### RECORD EXTRACTS
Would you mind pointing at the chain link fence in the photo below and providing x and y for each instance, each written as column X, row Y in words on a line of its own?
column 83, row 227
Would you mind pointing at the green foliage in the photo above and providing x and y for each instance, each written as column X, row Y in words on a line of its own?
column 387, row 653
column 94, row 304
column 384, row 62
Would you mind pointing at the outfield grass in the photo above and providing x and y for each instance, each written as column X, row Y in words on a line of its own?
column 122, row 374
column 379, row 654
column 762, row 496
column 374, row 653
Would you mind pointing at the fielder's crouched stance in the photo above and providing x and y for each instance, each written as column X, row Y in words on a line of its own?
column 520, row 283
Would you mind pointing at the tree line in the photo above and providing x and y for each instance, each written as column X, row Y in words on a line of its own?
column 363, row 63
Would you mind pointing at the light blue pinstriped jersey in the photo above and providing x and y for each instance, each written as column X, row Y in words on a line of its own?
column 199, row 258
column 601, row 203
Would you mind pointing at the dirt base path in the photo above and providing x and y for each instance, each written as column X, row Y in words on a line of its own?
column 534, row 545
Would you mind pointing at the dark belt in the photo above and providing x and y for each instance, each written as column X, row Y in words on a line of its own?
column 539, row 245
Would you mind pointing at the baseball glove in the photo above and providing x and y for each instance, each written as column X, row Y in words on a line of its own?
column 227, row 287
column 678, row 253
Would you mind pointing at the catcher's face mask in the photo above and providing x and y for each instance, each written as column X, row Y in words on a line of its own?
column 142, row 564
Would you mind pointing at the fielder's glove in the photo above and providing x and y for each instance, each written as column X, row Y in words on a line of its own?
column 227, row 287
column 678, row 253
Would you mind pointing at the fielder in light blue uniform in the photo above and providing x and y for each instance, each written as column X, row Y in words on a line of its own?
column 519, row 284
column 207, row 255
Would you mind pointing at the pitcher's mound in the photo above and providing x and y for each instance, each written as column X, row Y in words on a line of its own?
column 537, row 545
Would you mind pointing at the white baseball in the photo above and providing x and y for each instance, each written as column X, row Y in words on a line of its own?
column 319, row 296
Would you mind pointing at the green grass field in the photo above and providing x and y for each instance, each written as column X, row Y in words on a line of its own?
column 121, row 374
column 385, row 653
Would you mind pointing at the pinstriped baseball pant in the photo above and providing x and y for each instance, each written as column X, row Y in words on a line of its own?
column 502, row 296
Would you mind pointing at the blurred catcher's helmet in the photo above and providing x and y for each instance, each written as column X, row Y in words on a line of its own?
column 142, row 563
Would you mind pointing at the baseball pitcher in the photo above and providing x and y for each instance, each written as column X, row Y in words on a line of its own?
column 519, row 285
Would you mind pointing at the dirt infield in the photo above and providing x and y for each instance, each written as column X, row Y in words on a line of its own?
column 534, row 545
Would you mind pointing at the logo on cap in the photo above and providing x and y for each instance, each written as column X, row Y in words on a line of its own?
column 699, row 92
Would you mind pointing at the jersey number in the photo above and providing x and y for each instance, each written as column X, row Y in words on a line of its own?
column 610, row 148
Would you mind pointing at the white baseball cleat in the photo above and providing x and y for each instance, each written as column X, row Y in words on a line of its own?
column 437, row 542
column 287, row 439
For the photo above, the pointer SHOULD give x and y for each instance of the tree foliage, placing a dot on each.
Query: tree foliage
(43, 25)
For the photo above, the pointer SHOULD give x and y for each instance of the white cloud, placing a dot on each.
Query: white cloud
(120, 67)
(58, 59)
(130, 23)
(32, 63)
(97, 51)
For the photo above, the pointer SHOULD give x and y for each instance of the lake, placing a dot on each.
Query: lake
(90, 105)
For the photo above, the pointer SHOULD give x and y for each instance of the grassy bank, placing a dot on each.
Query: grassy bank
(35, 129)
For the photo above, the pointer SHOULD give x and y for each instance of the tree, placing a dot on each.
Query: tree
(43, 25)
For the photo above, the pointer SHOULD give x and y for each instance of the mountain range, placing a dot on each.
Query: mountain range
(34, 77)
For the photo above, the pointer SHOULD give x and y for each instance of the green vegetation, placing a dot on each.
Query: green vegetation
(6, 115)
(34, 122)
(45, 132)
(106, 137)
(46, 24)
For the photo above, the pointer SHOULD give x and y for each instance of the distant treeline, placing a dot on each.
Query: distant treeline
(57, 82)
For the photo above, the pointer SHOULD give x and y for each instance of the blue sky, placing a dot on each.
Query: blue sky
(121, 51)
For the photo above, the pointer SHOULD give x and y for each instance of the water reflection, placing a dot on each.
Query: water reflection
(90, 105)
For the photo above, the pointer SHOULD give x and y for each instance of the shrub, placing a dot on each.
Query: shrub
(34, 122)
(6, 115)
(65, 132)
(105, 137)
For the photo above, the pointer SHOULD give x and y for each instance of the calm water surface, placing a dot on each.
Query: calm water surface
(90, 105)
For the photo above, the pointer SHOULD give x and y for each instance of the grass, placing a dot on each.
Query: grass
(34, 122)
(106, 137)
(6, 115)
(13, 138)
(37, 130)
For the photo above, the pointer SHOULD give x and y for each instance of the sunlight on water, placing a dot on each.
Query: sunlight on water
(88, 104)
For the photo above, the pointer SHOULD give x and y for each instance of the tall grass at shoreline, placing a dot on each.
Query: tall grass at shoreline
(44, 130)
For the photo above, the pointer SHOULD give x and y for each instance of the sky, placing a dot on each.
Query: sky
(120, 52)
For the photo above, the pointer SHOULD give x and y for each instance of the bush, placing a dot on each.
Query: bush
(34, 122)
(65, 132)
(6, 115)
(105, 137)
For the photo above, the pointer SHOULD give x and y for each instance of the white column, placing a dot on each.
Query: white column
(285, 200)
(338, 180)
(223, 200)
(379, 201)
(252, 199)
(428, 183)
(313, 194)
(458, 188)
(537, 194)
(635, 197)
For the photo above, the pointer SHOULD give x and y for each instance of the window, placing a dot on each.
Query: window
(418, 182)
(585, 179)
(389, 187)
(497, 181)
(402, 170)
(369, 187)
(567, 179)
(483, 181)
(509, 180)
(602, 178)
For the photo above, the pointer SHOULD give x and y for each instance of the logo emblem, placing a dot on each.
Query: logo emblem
######
With nothing added or left out, print the data again.

Would you mind pointing at the chain link fence in the photo below and providing x and y for each instance, each written as column X, row Y in words on a line of its own?
column 83, row 227
Would you mind pointing at the green foliage in the photo above and providing x and y for each instance, each written as column X, row Y in words on a line of its own?
column 387, row 653
column 94, row 304
column 384, row 62
Would you mind pointing at the outfield grass in the photo above and providing x and y for each instance, each written as column X, row Y in words on a line of its own?
column 122, row 374
column 379, row 654
column 762, row 496
column 374, row 653
Would you mind pointing at the fielder's crouched stance in the photo above and providing x and y for each instance, each written as column X, row Y in words on a line of its own?
column 520, row 283
Would you mind pointing at the tree line in the photo above and providing x and y for each instance, each written as column X, row Y in words on a line of its own?
column 363, row 63
Would you mind pointing at the light blue pinstriped jersey in the photo above and providing x and y for each instance, each written as column X, row Y in words on a line of its own?
column 199, row 258
column 601, row 203
Would you mind pointing at the dirt base path in the photo above and providing x and y for each instance, each written as column X, row Y in words on a line of its own?
column 534, row 545
Would you mind pointing at the dark belt in the photo above and providing x and y for each instance, each written as column X, row Y in words on a line of its own?
column 539, row 245
Would you mind pointing at the baseball glove in the photo above and providing x and y for each instance, each written as column X, row Y in words on a line of its own?
column 227, row 287
column 678, row 253
Would you mind pointing at the catcher's face mask in the photo above and providing x and y for each instance, each written as column X, row Y in words on a line of its own?
column 142, row 564
Would you mind pointing at the fielder's glove in the photo above and providing x and y for each instance, each written as column X, row Y in words on a line of its own?
column 227, row 287
column 678, row 253
Would you mind pointing at the fielder in light blue uniform in the photo above and providing x and y for each instance, each written as column X, row Y in words on a line of its own?
column 519, row 284
column 207, row 255
Would you mind pointing at the pitcher's mound in the photo above and providing x and y for each instance, each written as column X, row Y in words on a line of its own?
column 537, row 545
Would you mind pointing at the white baseball in the photo above and providing x and y for each instance, each written as column X, row Y in words on a line of its own?
column 319, row 296
Would you mind pointing at the green grass field in the photo above and providing x and y for each instance, each written as column X, row Y in words on a line of its own?
column 121, row 374
column 385, row 653
Would you mind pointing at the pinstriped baseball pant in the photo above and providing x and y for each instance, each written as column X, row Y in words on a line of its own?
column 502, row 296
Would you mind pointing at the blurred catcher's helmet in the photo above and providing x and y for each instance, each written as column X, row Y in words on a line of its own?
column 142, row 563
Would you mind pointing at the baseball pitcher in the photo above and providing x and y for each instance, each written as column X, row Y in words on a line of its own?
column 519, row 285
Would you mind pointing at the dirt infield in the photo above and providing x and y for each instance, each written as column X, row Y in words on a line of its own?
column 534, row 545
Would you mind pointing at the logo on cap in the photo above and providing x and y for each instance, each written as column X, row Y in words on a line of its own?
column 699, row 92
Would you mind pointing at the jersey number in the photo above and providing x and y for each instance, each written as column X, row Y in words on a line of its own?
column 610, row 148
Would you mind pointing at the white baseball cleat in the photo above and providing x and y for each instance, each written as column X, row Y in words on a line of its own?
column 437, row 542
column 287, row 439
For the photo above, the pointer SHOULD give x and y for each instance of the tree foliage, placing a dot on each.
Query: tree foliage
(43, 25)
For the photo above, the pointer SHOULD give x and y for each instance of the white cloud, placing a dot on each.
Query: white cloud
(120, 67)
(58, 59)
(130, 23)
(32, 63)
(97, 51)
For the photo above, the pointer SHOULD give x and y for each instance of the lake, placing a dot on each.
Query: lake
(90, 105)
For the photo above, the pointer SHOULD give x and y for each instance of the grassy bank, placing a dot on each.
Query: grassy bank
(35, 129)
For the photo above, the pointer SHOULD give x and y for each instance of the tree, placing a dot on each.
Query: tree
(43, 25)
For the photo above, the pointer SHOULD give x and y for each instance of the mountain range, placing a dot on each.
Query: mountain range
(34, 77)
For the photo above, the pointer SHOULD give x and y for each instance of the green vegetation, placing a dot on each.
Query: green vegetation
(6, 115)
(34, 122)
(45, 132)
(106, 137)
(46, 24)
For the photo above, the pointer SHOULD give x and y for each instance of the distant treeline, placing a dot on each.
Query: distant treeline
(57, 82)
For the photo above, the pointer SHOULD give x and y for each instance of the blue sky, placing a dot on each.
Query: blue sky
(121, 51)
For the photo above, the pointer SHOULD give x and y for each instance of the water reflection, placing a dot on each.
Query: water reflection
(90, 105)
For the photo above, the pointer SHOULD give x and y for each instance of the shrub, placing a dot on each.
Query: shrub
(34, 122)
(6, 115)
(65, 132)
(105, 137)
For the photo above, the pointer SHOULD give x and y for each instance of the calm water surface, placing a dot on each.
Query: calm water surface
(90, 105)
For the photo above, the pointer SHOULD give x and y for each instance of the grass, placing a dot on each.
Query: grass
(34, 122)
(106, 137)
(6, 115)
(13, 138)
(37, 130)
For the photo above, the pointer SHOULD give x and y for each instance of the sunlight on water, placing a dot on each.
Query: sunlight on water
(88, 104)
For the photo above, the pointer SHOULD give x and y for each instance of the tall grass at shoreline, placing a dot on each.
Query: tall grass at shoreline
(44, 130)
For the photo above, the pointer SHOULD give x and y for each instance of the sky, placing a dot on each.
Query: sky
(120, 52)
For the photo above, the pointer SHOULD give x and y for each instance of the bush, placing a dot on each.
Query: bush
(34, 122)
(65, 132)
(6, 115)
(105, 137)
For the photo above, the pointer SHOULD give x and y for each instance of the white column, placing a dot on each.
Query: white column
(285, 200)
(338, 180)
(223, 200)
(379, 201)
(252, 199)
(428, 183)
(313, 194)
(458, 188)
(537, 194)
(635, 197)
For the photo above, the pointer SHOULD give x and y for each instance of the window, placing a dot on each.
Query: window
(418, 182)
(585, 179)
(389, 187)
(497, 181)
(402, 170)
(369, 187)
(567, 179)
(483, 181)
(509, 180)
(602, 178)
For the photo above, the pointer SHOULD give x and y for each instance of the logo emblem, placing a dot on each.
Query: logo emblem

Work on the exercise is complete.